> TASK TO CARRY OUT
An exact copy of all the data is required, with pictures left out.

> RECORDS TO USE
--*--

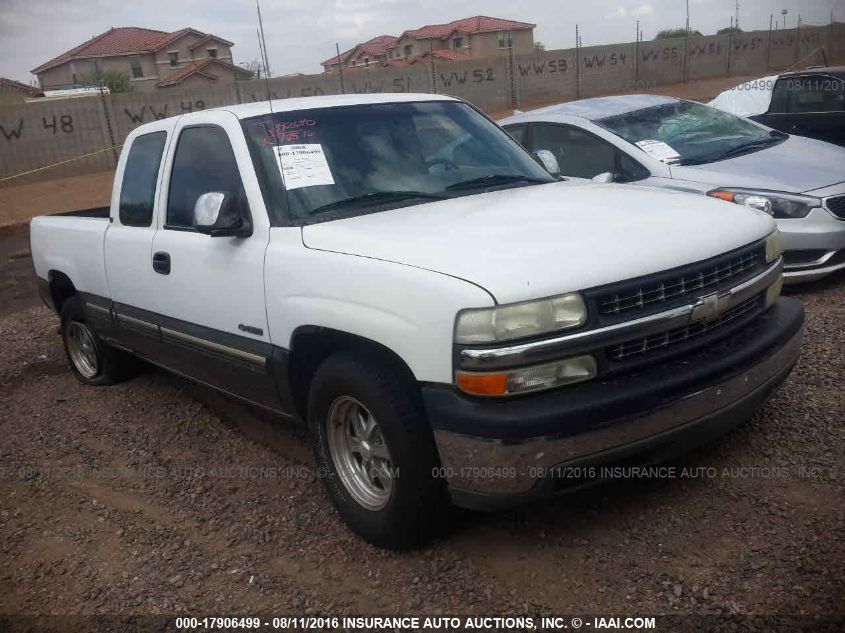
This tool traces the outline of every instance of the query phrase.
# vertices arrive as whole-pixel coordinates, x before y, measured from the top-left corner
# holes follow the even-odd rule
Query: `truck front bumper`
[[[733,336],[632,374],[512,399],[422,387],[455,504],[506,507],[585,483],[587,466],[664,460],[750,418],[789,374],[804,311],[783,297]]]

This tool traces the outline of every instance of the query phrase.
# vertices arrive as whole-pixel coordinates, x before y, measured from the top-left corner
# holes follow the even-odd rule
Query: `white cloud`
[[[651,4],[643,4],[631,11],[631,15],[640,17],[644,15],[654,15],[654,7]]]
[[[604,16],[605,20],[619,20],[628,17],[628,11],[625,7],[616,7],[613,11]]]

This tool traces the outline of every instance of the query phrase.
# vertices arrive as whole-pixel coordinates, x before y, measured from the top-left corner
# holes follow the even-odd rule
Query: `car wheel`
[[[113,385],[136,376],[140,361],[105,343],[85,320],[82,300],[68,298],[62,305],[62,340],[70,367],[86,385]]]
[[[412,385],[388,361],[327,359],[311,383],[308,427],[318,474],[338,512],[373,545],[429,537],[446,494],[431,427]]]

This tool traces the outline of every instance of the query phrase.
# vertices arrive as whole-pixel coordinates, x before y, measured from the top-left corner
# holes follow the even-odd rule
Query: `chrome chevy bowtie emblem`
[[[722,312],[719,305],[719,294],[713,292],[709,295],[699,297],[698,301],[692,307],[692,314],[690,315],[690,322],[694,321],[713,321],[718,318]]]

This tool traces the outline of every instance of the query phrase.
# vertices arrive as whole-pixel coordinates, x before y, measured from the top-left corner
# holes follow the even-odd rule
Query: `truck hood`
[[[714,187],[803,193],[845,180],[845,147],[803,136],[706,165],[672,166],[672,178]]]
[[[774,228],[762,212],[712,198],[560,182],[312,224],[302,233],[308,248],[451,275],[511,303],[707,259]]]

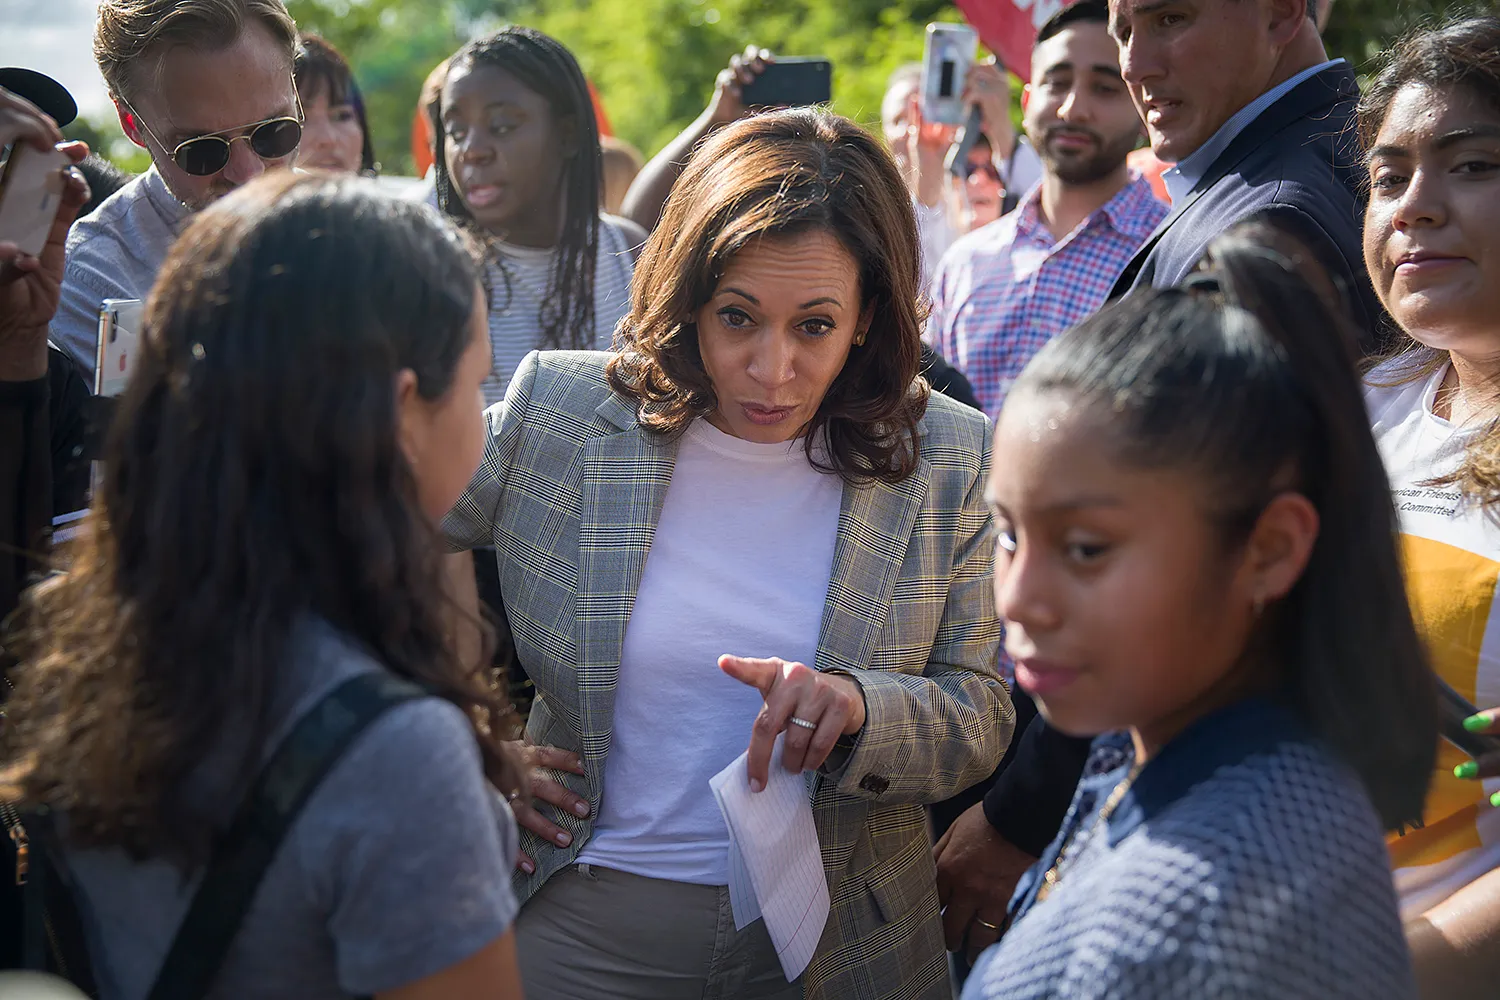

--*--

> EXERCISE SOLUTION
This tool traces the outline of every instance of the query phrase.
# vertices arrive as whole-pixel coordinates, x before y, measured from the top-left corner
# holes follow the even-odd rule
Query: `truck front bumper`
[[[733,336],[632,374],[512,399],[422,387],[455,504],[506,507],[585,483],[587,466],[664,460],[750,418],[789,374],[804,311],[783,297]]]

This tool traces the outline of every instance of the query phrase.
# vertices arrive as whole-pixel coordinates, x before y, measured from the top-left corner
# holes follow the even-odd rule
Query: `white cloud`
[[[651,4],[643,4],[631,11],[631,15],[640,17],[644,15],[654,15],[654,7]]]
[[[604,16],[605,20],[619,20],[628,17],[628,11],[625,7],[616,7],[613,11]]]

This tool traces the outline of every instance of the query phrase.
# vertices arrive as whole-pixel coordinates, x before y, measured from the top-left corner
# holes follow the even-odd rule
Query: `car wheel`
[[[113,385],[136,376],[140,361],[105,343],[85,320],[82,300],[68,298],[62,305],[62,340],[70,367],[86,385]]]
[[[412,385],[388,361],[327,359],[311,383],[308,427],[318,474],[338,512],[373,545],[429,537],[446,494],[431,427]]]

This tool traces the outline of every instance of the query phrase.
# vertices arrive as whole-pixel coordinates, x before y, measured from the top-left corner
# holes follow the even-odd rule
Query: `chrome chevy bowtie emblem`
[[[722,312],[719,305],[719,294],[713,292],[709,295],[699,297],[698,301],[692,307],[692,314],[690,315],[690,322],[694,321],[713,321],[718,318]]]

This tool traces the outline of every instance of the query phrase.
# vertices arrive as whole-pixel coordinates, x before y, measured from the top-left corner
# holes follow the even-odd rule
Query: `truck hood`
[[[714,187],[803,193],[845,180],[845,147],[803,136],[706,165],[672,166],[672,178]]]
[[[774,228],[762,212],[712,198],[560,182],[312,224],[302,233],[308,248],[451,275],[511,303],[707,259]]]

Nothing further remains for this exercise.